Do this
Please render everything from the start of the listing down to the line containing "[[[234,183],[128,115],[100,110],[32,194],[241,194]]]", both ends included, as a Markdown table with the columns n and Line. Give each line its own numbered row and leave out any blank lines.

Annotation listing
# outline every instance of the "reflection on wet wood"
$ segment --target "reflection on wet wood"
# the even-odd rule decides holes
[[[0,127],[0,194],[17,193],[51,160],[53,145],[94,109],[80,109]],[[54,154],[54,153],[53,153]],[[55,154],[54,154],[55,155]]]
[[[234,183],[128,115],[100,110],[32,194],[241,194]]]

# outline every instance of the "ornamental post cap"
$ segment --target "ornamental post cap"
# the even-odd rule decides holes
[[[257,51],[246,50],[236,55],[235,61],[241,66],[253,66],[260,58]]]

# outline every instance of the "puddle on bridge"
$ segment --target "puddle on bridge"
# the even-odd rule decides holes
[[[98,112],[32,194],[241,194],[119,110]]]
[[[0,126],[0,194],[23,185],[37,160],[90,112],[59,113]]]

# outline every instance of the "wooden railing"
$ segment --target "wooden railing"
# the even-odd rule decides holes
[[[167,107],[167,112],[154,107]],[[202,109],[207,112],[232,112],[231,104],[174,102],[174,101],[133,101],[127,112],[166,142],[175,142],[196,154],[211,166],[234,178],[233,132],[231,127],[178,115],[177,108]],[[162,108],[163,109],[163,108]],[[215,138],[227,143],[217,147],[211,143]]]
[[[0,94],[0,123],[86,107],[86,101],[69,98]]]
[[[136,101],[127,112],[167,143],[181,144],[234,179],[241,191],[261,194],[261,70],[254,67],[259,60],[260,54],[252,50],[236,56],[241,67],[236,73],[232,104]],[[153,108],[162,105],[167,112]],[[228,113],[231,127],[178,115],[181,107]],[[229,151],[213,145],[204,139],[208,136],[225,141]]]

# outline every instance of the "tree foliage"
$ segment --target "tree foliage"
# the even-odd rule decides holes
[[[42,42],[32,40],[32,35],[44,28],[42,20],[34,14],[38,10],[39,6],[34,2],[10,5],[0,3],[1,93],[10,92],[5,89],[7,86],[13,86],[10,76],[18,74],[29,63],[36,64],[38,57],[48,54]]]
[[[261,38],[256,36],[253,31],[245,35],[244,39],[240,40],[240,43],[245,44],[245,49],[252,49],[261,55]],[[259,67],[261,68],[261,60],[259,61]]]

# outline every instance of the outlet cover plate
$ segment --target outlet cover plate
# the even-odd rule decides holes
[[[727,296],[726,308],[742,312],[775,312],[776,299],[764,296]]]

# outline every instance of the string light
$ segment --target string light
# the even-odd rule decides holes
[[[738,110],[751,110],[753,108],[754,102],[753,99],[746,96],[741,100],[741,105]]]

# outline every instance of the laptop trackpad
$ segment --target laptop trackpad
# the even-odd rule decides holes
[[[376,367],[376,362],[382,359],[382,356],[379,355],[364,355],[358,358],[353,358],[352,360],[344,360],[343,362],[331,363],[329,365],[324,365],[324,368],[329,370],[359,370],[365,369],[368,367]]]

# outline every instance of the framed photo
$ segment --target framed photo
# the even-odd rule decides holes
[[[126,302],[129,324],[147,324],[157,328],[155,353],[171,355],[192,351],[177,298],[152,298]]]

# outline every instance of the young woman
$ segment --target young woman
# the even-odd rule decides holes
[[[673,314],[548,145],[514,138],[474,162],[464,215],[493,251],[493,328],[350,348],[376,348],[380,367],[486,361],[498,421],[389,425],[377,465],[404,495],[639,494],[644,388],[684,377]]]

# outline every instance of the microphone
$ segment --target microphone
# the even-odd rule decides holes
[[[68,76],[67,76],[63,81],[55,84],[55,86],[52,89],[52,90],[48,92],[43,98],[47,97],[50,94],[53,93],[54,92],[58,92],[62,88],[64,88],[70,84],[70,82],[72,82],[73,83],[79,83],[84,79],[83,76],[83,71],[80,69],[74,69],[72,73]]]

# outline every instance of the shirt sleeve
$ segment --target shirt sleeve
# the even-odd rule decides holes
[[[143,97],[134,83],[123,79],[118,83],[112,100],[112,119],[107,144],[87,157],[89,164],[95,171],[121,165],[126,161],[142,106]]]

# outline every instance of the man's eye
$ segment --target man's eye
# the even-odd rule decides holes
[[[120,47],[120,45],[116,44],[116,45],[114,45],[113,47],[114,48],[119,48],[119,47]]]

Output of the task
| n | Line |
|---|---|
| 1 | # outline every instance of the "reflection on wet wood" |
| 2 | $ segment --target "reflection on wet wood" |
| 3 | # the even-odd rule decides holes |
| 4 | [[[0,127],[0,194],[17,193],[51,160],[53,145],[94,109],[80,109]],[[54,154],[54,153],[53,153]],[[55,154],[54,154],[55,155]]] |
| 5 | [[[234,183],[128,115],[100,110],[32,194],[241,194]]] |